What to produce: Retype everything in the blog post on disability and political change from "Disability: Identity and" down to "at present too.", keeping every word and punctuation mark unchanged.

Disability: Identity and Political Change
Welcome to my 200th post and its a big one! Did you all manage to read my guest blog post a couple of days ago? HossyLass was able to articulate a perspective of disability I am unable to. Not because of a moral or principal disagreement, but because our impairments (the correct word to use for someone’s medical condition) affect us very differently. I have always been aware of different impairments – my cousin is deaf, my other cousin has Down’s Syndrome, I work with a blind man and a dyslexic guy, I know wheelchair users with different impairments, even within SMA (my impairment) the spectrum is massive. Also my aunty has had ME (chronic fatigue) for many years and a uni friend is tussling with this at present too.
Since I have been speaking out through my blog my aims have been: to inform, to inspire and to change. I believe the power to any blog is personal experience. However when an individual speaks out against government decisions or societies discrimination, it has to become a collective. The disability community is a clever, articulate, politically aware and economically savvy bunch. With the increased cost of living, government cuts and welfare reforms disabled people are becoming scared and rightly vocalising this. While the cost of living affects a whole economy, disabled people face additional costs. While the cuts are affecting many groups, cuts for disabled people can mean no food, hygiene or shelter. While welfare reform are largely embraced to simplify a complicated process, it is actually scare mongering and scape goating disabled people.
The feedback I have had alongside this terrible political economic state has been:
- From people with very different impairments to my own
- Impairments that can cause so much fatigue and pain, getting out of bed is not possible
- People so fearful of the governments ‘Back to work’ initiatives
- Individuals questioning how the social model is valid to them
- Questioning how a government can be so callous in their narrow views. An example of the new tests for 1.5 million on incapacity benefit (a benefit for people unable to work due to disability or long term illness) is as silly as if someone can hold a pen. Its clear to see someone could hold a pen, but have multiple reasons why work is still not possible
I do not pretend to have the answers. I want to just share my opinions on this. I see this in 2 strands – the identity of the disability community and the identity of the government policy changes.
Medical v Social model – A big part of the disabled communities identity stems from which overarching model they use. Despite its limitations I do back the social model. To my mind the medical model was where disabled people were ‘the problem’. Their impairments were to be cured. They were shunned away from society and received awful medical treatment such as electric shocks to remove their impairment. The idea of the social model is liberating. Disabled people are not the problem, it is the construction of society. I do concede its inclusivity for different impairments has its limits. However please do not suggest the medical model is right.

Entries provided:

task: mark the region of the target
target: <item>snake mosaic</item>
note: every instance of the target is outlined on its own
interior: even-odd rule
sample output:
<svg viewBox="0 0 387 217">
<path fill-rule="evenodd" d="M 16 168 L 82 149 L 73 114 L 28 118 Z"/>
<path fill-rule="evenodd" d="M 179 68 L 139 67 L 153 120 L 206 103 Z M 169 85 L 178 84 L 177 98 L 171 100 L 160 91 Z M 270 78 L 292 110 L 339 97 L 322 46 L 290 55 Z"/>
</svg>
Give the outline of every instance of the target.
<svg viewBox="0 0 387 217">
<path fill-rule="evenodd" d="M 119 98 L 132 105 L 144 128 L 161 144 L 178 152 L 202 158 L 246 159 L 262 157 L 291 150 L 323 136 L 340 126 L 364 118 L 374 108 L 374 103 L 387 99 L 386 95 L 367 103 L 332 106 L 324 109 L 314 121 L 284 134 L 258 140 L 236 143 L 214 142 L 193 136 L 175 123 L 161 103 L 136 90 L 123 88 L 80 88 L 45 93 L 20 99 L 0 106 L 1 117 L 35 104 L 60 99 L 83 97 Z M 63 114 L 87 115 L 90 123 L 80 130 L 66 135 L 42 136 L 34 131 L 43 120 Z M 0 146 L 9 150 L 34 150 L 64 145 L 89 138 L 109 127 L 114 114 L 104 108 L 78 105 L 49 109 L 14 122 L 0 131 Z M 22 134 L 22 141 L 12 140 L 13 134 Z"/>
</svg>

Output below:
Disability: Identity and Political Change
Welcome to my 200th post and its a big one! Did you all manage to read my guest blog post a couple of days ago? HossyLass was able to articulate a perspective of disability I am unable to. Not because of a moral or principal disagreement, but because our impairments (the correct word to use for someone’s medical condition) affect us very differently. I have always been aware of different impairments – my cousin is deaf, my other cousin has Down’s Syndrome, I work with a blind man and a dyslexic guy, I know wheelchair users with different impairments, even within SMA (my impairment) the spectrum is massive. Also my aunty has had ME (chronic fatigue) for many years and a uni friend is tussling with this at present too.